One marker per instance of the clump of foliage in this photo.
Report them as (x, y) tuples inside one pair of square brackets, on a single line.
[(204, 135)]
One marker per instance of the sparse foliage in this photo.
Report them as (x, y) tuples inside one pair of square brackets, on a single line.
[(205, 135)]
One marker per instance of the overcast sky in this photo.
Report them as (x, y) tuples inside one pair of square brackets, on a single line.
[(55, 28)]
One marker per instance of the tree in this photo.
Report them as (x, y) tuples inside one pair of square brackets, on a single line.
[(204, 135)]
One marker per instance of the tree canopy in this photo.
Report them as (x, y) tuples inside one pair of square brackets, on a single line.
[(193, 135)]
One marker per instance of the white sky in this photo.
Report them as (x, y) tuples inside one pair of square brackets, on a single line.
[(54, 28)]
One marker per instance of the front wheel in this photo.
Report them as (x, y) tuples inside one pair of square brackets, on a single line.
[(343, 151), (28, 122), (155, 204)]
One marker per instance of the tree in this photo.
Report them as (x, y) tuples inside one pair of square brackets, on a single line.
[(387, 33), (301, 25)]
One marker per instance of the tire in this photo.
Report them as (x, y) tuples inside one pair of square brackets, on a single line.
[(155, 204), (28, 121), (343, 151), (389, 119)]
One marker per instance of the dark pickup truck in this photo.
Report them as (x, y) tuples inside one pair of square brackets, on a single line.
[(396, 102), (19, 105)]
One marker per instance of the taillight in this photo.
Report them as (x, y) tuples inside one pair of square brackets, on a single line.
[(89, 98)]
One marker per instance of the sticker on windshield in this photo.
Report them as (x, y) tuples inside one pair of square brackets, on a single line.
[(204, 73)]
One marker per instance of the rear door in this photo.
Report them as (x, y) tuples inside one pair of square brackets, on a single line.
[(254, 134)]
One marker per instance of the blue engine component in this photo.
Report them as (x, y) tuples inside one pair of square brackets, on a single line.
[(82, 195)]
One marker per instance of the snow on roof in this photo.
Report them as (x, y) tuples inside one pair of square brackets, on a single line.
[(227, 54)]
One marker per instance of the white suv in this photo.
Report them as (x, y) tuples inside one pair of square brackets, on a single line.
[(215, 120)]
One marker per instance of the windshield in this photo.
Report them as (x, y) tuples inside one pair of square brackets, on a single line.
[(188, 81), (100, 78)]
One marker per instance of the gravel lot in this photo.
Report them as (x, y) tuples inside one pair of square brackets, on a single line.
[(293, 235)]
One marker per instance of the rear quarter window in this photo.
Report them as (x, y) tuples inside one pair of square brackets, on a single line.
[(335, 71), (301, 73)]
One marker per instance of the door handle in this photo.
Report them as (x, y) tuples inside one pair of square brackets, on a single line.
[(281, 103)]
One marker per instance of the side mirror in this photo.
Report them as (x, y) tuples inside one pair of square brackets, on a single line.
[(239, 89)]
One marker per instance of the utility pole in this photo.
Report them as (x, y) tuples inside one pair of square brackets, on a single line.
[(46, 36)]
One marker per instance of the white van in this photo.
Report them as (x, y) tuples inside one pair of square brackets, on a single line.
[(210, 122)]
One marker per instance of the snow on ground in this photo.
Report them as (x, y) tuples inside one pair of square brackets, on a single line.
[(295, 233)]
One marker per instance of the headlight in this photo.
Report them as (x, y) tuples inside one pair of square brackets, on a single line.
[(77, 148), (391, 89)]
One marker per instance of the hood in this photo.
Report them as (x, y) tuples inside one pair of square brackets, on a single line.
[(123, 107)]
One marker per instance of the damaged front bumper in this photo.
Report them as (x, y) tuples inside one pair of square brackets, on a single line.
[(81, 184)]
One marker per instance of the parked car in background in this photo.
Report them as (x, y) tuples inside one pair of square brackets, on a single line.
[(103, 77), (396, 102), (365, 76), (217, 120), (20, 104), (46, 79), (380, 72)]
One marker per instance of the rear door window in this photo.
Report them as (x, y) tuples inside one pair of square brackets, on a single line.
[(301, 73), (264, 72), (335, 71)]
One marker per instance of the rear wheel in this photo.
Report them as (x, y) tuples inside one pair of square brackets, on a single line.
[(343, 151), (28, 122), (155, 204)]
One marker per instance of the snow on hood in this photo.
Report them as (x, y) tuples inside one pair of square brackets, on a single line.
☆ ☆ ☆ ☆ ☆
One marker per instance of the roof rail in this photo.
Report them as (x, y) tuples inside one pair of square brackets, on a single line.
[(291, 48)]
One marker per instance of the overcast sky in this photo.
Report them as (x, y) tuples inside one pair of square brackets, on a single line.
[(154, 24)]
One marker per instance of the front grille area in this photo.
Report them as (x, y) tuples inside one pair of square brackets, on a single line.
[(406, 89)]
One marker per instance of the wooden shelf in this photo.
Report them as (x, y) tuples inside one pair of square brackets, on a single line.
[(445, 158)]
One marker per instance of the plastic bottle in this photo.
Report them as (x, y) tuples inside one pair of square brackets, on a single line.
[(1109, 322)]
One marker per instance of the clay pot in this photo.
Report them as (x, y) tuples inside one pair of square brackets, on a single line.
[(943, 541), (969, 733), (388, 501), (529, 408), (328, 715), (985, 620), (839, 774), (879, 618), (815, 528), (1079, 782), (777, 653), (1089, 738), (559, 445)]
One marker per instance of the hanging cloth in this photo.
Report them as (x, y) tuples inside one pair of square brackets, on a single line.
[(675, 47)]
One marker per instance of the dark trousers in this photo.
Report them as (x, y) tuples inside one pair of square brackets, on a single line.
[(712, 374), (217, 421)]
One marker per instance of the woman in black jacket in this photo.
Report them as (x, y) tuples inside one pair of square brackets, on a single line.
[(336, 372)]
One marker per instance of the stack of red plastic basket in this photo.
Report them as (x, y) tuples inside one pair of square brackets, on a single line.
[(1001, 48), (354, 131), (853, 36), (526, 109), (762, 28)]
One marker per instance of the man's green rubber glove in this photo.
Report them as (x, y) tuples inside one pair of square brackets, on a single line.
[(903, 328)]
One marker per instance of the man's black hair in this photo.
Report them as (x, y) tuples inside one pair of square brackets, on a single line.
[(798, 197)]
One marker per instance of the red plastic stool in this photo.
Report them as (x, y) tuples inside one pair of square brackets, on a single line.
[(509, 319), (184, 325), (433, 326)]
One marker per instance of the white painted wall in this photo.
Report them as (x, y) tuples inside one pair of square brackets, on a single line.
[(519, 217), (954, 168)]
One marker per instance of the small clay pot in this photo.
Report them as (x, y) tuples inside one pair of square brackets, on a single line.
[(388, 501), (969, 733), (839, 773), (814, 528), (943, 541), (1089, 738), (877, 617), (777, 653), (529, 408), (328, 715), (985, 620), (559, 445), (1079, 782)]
☆ ☆ ☆ ☆ ☆
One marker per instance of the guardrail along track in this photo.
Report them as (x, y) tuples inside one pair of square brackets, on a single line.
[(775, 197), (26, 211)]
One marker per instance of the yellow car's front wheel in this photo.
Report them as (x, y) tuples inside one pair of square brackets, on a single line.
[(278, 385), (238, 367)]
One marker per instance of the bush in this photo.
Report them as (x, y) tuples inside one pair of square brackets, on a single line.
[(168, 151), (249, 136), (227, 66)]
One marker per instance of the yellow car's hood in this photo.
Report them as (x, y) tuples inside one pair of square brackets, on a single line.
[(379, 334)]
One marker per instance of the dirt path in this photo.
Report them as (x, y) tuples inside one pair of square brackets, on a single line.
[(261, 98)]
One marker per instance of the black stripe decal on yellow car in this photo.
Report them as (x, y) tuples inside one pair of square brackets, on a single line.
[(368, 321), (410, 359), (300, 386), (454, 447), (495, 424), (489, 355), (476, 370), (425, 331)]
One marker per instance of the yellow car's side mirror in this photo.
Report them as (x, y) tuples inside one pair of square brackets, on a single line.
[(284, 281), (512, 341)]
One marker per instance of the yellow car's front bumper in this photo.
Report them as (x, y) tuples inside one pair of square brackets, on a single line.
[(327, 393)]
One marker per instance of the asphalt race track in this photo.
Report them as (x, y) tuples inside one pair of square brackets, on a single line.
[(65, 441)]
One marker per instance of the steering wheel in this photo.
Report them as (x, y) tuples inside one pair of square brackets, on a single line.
☆ ☆ ☆ ☆ ☆
● **PROBLEM STATEMENT**: Only the number should be given: the count of lines above that hold the word "plastic".

● **OUTPUT**: 3